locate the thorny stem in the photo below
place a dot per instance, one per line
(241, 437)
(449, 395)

--

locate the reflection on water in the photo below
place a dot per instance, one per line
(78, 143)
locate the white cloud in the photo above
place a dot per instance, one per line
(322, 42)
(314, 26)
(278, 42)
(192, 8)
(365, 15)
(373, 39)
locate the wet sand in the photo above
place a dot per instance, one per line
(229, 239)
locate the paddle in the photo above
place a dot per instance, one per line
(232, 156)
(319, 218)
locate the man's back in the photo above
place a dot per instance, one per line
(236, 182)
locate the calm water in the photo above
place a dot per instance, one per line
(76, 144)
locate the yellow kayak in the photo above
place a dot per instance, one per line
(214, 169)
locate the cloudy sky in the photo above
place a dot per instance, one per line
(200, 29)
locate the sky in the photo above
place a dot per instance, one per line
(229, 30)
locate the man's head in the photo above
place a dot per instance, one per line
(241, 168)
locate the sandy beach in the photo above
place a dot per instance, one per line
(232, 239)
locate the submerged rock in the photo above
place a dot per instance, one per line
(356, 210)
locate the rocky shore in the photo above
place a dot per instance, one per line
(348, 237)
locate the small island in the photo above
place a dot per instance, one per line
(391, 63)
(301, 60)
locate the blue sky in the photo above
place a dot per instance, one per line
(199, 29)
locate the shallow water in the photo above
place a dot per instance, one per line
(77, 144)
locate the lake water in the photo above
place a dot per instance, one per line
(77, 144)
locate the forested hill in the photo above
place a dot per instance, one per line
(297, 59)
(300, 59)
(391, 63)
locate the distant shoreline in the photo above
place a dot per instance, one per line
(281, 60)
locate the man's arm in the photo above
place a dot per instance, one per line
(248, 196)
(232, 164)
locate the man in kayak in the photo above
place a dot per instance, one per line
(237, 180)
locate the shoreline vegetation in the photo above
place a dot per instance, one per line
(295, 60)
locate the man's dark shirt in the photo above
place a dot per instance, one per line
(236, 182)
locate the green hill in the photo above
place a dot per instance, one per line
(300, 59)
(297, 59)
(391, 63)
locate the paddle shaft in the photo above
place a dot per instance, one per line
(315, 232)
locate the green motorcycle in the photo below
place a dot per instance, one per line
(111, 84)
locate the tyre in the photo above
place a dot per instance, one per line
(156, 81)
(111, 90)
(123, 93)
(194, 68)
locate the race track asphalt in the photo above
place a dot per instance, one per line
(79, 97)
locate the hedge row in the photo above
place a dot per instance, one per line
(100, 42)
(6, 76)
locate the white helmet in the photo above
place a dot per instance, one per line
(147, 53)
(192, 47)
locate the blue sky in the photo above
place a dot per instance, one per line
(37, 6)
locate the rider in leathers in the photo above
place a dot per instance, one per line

■ **Exercise instructions**
Copy out every line of the data that includes the word "white".

■ **Written answer**
locate the white cloud in the photo above
locate the white helmet in the photo above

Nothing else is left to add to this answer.